-- Opening Marker --
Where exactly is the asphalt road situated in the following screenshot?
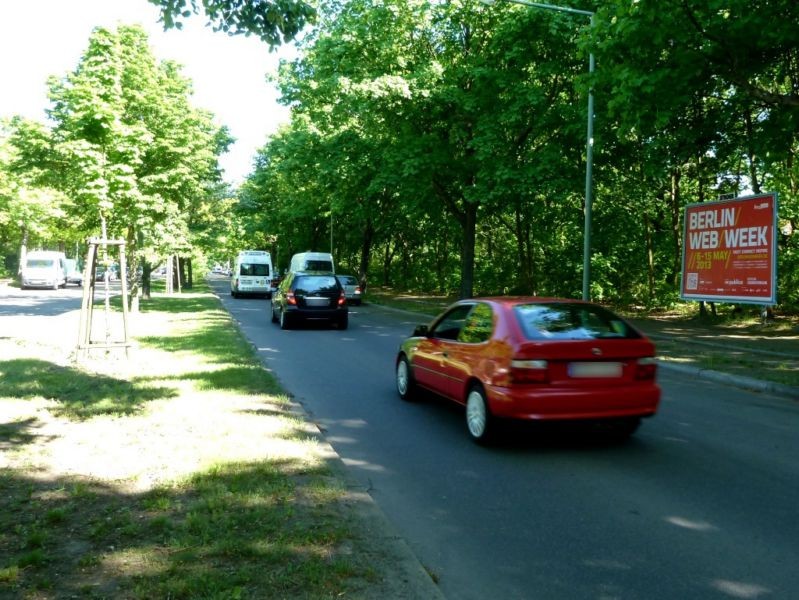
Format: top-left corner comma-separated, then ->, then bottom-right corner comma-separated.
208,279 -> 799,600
-- Closing Marker --
-- Opening Marker --
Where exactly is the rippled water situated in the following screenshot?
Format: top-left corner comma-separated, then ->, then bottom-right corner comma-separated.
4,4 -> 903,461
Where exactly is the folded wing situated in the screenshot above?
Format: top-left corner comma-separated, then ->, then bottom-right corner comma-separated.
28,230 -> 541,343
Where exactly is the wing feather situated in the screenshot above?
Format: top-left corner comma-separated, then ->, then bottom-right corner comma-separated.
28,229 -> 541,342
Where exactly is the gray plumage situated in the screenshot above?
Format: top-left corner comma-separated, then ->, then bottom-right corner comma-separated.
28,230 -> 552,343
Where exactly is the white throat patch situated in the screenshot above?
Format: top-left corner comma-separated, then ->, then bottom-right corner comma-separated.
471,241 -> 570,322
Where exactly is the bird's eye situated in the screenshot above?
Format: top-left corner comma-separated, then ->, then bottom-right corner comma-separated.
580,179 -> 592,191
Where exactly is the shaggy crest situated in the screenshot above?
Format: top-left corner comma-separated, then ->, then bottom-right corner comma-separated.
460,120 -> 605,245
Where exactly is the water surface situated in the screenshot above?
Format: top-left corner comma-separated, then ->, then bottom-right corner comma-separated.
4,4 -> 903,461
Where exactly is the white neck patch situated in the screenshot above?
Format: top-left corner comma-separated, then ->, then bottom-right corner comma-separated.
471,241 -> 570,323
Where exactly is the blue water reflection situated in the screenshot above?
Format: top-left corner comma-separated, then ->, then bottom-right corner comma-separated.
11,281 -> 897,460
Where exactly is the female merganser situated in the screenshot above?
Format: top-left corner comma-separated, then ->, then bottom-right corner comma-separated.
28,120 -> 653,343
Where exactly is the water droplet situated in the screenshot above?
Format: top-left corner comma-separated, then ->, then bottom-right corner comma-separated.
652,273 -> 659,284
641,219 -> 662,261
-- Closing Marker --
-- Opening Marker --
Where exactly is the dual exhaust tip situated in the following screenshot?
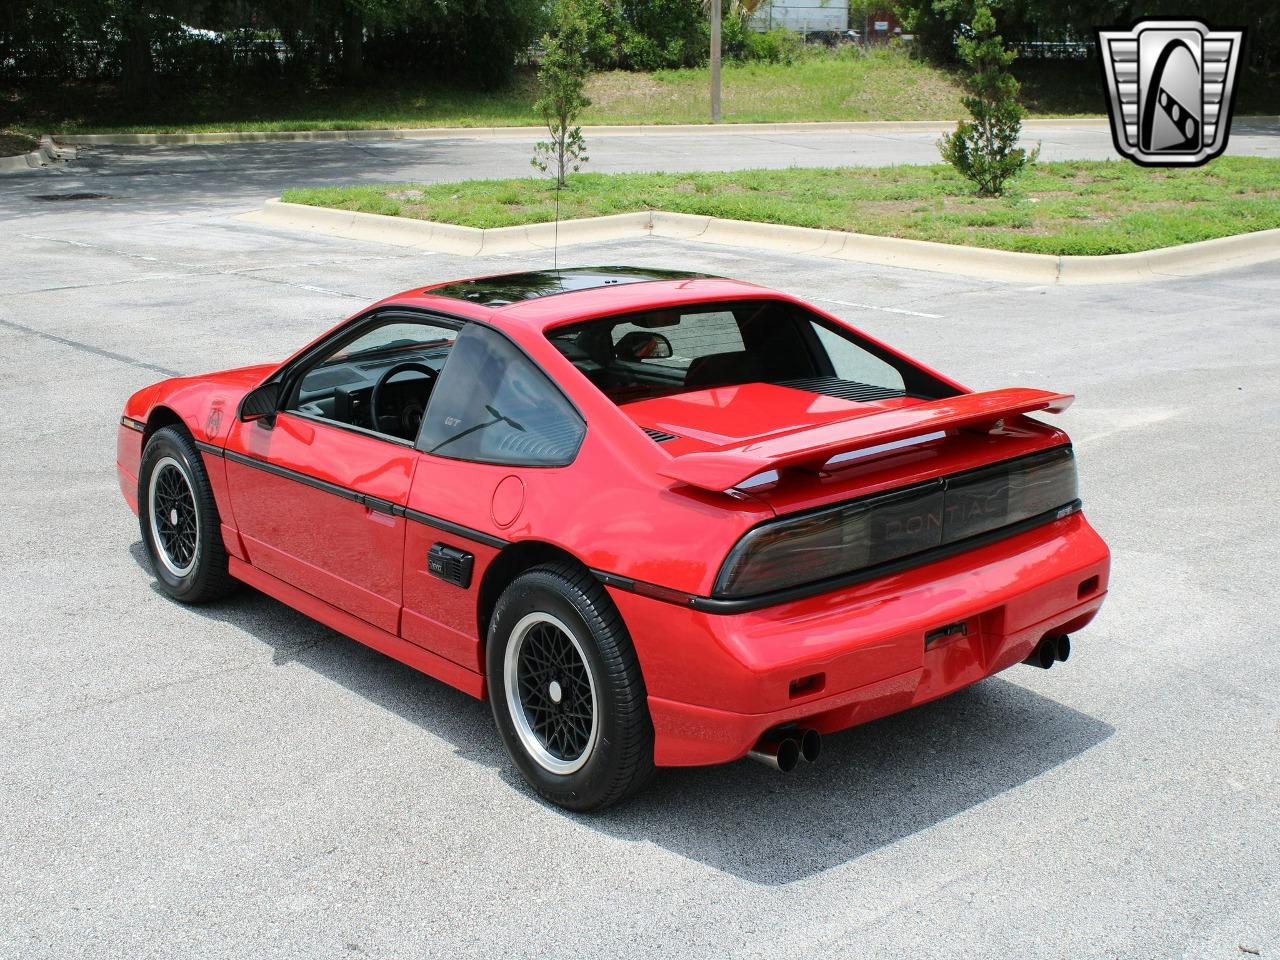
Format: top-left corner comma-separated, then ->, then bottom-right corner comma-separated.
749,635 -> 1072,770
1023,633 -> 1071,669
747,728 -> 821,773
-- Closing Marker --
Filter the listing above so that only lines holding the word "white" remain, and report those lines.

Where exactly is the white throat patch situated in the screenshot above?
Where exactly is the white neck patch situated in the screenshot above?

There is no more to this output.